To do
A single number is required: how many lines of the listing below include the word "forehead".

=== Begin Enclosure ===

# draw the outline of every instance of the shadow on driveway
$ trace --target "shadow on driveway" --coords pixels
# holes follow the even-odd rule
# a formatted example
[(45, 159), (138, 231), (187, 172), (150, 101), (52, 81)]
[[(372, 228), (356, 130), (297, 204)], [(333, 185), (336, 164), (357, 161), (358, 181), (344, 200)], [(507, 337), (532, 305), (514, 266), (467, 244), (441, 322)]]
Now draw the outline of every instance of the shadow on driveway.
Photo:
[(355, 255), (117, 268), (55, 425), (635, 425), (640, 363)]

=== End Enclosure ===
=== Begin Enclosure ===

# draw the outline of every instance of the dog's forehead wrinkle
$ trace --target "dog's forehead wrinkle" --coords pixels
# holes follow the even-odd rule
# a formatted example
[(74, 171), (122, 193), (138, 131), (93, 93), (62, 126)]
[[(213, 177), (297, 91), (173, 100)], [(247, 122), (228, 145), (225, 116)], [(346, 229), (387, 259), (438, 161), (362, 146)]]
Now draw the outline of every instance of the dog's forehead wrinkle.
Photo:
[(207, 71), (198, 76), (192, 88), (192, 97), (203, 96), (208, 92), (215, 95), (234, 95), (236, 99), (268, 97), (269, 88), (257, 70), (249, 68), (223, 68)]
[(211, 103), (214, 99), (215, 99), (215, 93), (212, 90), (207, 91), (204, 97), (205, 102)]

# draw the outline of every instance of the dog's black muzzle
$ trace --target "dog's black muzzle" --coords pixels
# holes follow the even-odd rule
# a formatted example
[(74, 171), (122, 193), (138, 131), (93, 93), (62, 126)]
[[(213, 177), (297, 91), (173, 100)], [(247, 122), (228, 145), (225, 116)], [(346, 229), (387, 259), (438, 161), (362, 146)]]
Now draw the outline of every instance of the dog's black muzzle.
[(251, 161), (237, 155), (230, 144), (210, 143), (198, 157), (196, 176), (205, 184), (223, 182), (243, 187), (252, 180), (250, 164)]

=== End Enclosure ===

Output for this exercise
3